• [GIVEN RECORDS]

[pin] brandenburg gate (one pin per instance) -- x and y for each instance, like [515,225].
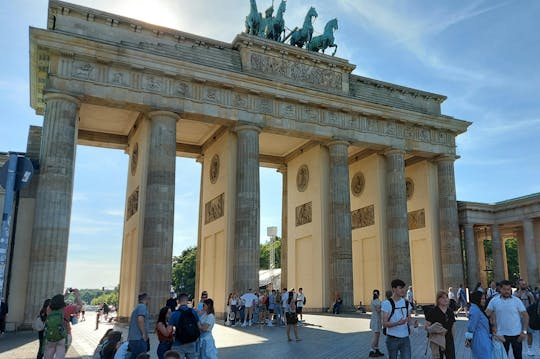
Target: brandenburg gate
[367,166]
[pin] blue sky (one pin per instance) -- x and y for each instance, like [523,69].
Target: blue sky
[483,55]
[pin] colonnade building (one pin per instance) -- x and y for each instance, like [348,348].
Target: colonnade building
[367,166]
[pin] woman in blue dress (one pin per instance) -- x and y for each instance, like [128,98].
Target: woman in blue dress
[478,334]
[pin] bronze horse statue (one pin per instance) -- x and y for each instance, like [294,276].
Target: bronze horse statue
[303,35]
[253,20]
[276,26]
[325,40]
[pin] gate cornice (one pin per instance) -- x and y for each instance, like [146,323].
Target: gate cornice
[88,69]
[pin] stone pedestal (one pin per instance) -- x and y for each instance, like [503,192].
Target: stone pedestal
[53,202]
[530,250]
[473,275]
[246,240]
[340,235]
[284,224]
[497,250]
[159,209]
[451,254]
[398,257]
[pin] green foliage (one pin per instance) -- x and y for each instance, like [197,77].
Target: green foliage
[183,272]
[264,260]
[111,298]
[512,259]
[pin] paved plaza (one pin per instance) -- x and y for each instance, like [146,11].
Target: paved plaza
[323,336]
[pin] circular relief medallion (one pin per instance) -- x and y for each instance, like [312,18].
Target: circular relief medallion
[302,178]
[214,169]
[409,187]
[134,159]
[357,184]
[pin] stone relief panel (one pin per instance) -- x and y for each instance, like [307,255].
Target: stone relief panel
[303,214]
[153,83]
[213,209]
[84,70]
[132,203]
[363,217]
[298,72]
[214,169]
[358,183]
[302,178]
[409,187]
[416,219]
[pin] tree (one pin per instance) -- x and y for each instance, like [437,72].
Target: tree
[264,259]
[183,273]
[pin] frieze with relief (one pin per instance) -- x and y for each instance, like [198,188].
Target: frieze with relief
[303,214]
[132,203]
[297,72]
[416,219]
[363,217]
[213,209]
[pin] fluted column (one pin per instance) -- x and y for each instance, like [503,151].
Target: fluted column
[340,230]
[450,245]
[530,249]
[473,275]
[398,250]
[53,202]
[246,241]
[158,219]
[284,229]
[497,248]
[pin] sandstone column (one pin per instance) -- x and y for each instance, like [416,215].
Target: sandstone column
[398,254]
[530,249]
[497,248]
[450,244]
[158,219]
[340,229]
[53,202]
[246,241]
[473,274]
[284,224]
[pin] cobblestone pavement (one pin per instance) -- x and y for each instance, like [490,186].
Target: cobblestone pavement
[323,336]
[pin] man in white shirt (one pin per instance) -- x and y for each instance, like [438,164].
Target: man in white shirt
[249,299]
[396,321]
[510,317]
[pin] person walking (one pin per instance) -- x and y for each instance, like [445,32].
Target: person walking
[375,325]
[477,336]
[164,331]
[511,318]
[207,345]
[291,317]
[443,315]
[396,318]
[138,327]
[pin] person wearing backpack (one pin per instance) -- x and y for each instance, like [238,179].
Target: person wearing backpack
[58,326]
[396,317]
[187,326]
[139,327]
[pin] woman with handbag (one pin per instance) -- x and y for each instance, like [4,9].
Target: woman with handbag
[39,326]
[290,316]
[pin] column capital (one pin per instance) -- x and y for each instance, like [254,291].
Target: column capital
[393,151]
[156,113]
[338,142]
[246,127]
[60,96]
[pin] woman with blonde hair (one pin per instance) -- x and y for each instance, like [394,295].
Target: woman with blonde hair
[440,321]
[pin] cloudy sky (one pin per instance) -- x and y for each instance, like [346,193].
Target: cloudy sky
[483,55]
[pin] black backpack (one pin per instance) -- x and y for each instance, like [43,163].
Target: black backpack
[534,316]
[394,309]
[187,330]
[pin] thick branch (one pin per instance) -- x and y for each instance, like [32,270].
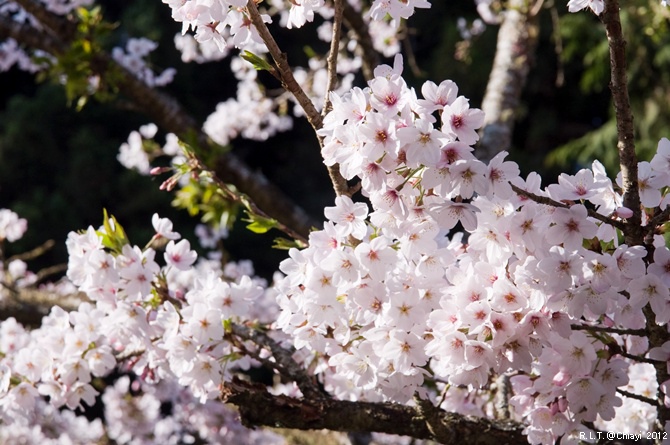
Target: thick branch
[550,202]
[332,55]
[259,408]
[291,85]
[517,39]
[285,363]
[169,115]
[624,119]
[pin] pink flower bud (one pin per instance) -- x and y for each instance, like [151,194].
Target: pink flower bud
[623,212]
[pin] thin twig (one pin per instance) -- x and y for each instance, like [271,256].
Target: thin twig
[652,402]
[281,61]
[332,55]
[285,364]
[581,327]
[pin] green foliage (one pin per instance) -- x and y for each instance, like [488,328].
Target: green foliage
[74,67]
[114,237]
[645,25]
[205,199]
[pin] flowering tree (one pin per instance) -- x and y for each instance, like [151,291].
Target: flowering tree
[444,298]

• [SHORT TASK] All of the material above needs to be restated exactly, with no pictures.

• [EXERCISE ANSWER]
[pin] brandenburg gate (one pin per instance) -- x and y for each instance, like [515,225].
Target: brandenburg gate
[367,166]
[pin] blue sky (one pin per instance) -- x and y for each instance, like [523,69].
Target: blue sky
[483,55]
[pin] colonnade building (one pin per instance) -- x and y for each instance, like [348,348].
Target: colonnade building
[367,166]
[pin] woman in blue dress (one pin per instance) -- x and y for each instance, like [128,98].
Target: woman in blue dress
[478,334]
[pin] bronze horse statue (one pin per instance) -- x and y for each instance, like [294,276].
Target: bronze horse statue
[303,35]
[253,20]
[276,26]
[325,40]
[pin] gate cornice (one pin per instance) -- x and y for each instance, like [146,323].
Target: gate cornice
[88,69]
[pin] stone pedestal (one pin per instance) -- x and y for each instance, like [503,192].
Target: stone pedestal
[53,202]
[530,250]
[473,275]
[246,240]
[340,235]
[284,224]
[497,250]
[159,209]
[451,254]
[398,257]
[pin] green foliage (one pin per instance) -- x and y for each instance, like [197,77].
Target: green foliage
[183,272]
[264,260]
[111,298]
[512,259]
[pin] paved plaza (one pin per instance) -- x and y for each instance, like [146,11].
Target: paved plaza
[323,336]
[pin] circular relief medallion (one pin per instance) -- x and y for each instance, like [312,18].
Target: circular relief medallion
[302,178]
[214,169]
[409,187]
[134,159]
[357,184]
[pin] stone relief panel (one pin per instance) -- x and y for each instance, like [307,255].
Target: stone relief panel
[303,214]
[153,83]
[213,209]
[84,70]
[132,203]
[363,217]
[298,72]
[214,169]
[358,183]
[302,178]
[409,187]
[416,219]
[pin] tree (one pin per instance) -- x and y for each instance, like [437,72].
Target: tree
[264,259]
[183,273]
[pin] frieze with relief (one pin per instance) -- x and y for each instance, like [198,188].
Target: frieze with relief
[303,214]
[132,203]
[297,72]
[416,219]
[363,217]
[213,209]
[pin] fluted column (one pin per instance) -- x and y for each instance, like [503,151].
Target: fluted column
[340,230]
[450,245]
[530,249]
[473,275]
[398,250]
[53,202]
[246,241]
[158,219]
[284,229]
[497,248]
[pin] sandstone column (one pin per instance) -- x and y for each instance, like [416,215].
Target: sandstone column
[398,254]
[530,249]
[497,248]
[450,244]
[158,219]
[340,229]
[53,202]
[246,241]
[473,274]
[284,224]
[pin] cobblestone pavement (one pin per instance) -- x and y for each instance, like [490,186].
Target: cobblestone pavement
[323,336]
[pin] man in white shirt (one pin per instance) -- x and y for each instance, like [438,164].
Target: man in white shirt
[249,299]
[396,321]
[510,317]
[pin] person walking (one pin per instance) -- x and y for each instance, like [445,32].
Target: person walking
[375,325]
[477,336]
[164,331]
[511,318]
[207,345]
[291,317]
[443,315]
[396,318]
[138,327]
[pin] person wearing backpack (one pin per instance) -- x and y for each instance, like [238,179].
Target: person wearing backpack
[58,326]
[396,317]
[187,326]
[139,327]
[pin] woman with handbag (one pin per instance) -- x and y for each instance, like [4,9].
Target: woman with handbag
[39,326]
[290,316]
[pin] column capital (one pin per instance) -- x and y for each instance, like [254,291].
Target: column capital
[393,151]
[156,113]
[338,142]
[246,127]
[60,96]
[pin] woman with blonde hair (one pin per instance) -- x and y for each instance, like [394,295].
Target: woman with blonde hair
[440,321]
[pin] cloudy sky (one pin per instance) -- x and y for each instance, like [346,193].
Target: cloudy sky
[483,55]
[pin] black backpack (one pin per instance) -- x and y for each instance, like [43,163].
Target: black backpack
[534,316]
[394,309]
[187,330]
[pin] thick branch (one pin per instance) -- x and y for each instance, like [32,270].
Target: thick branch
[550,202]
[332,55]
[259,408]
[291,85]
[517,39]
[285,363]
[169,115]
[624,119]
[pin] pink flower bud (one pin per instance) -- x and y for each instance, like [151,194].
Target: pink flower bud
[623,212]
[pin] thin twig (one pin per instance) -- x and y for each instance, like [271,256].
Target: thin twig
[652,402]
[281,61]
[332,55]
[285,364]
[581,327]
[pin] green foliage (one pin per instance) -- x and y for each instance, like [488,328].
Target: green foliage
[74,67]
[114,237]
[645,25]
[205,199]
[pin] flowering tree (one pin per instance) -- x and y for each instance, like [151,291].
Target: flowering tree
[444,298]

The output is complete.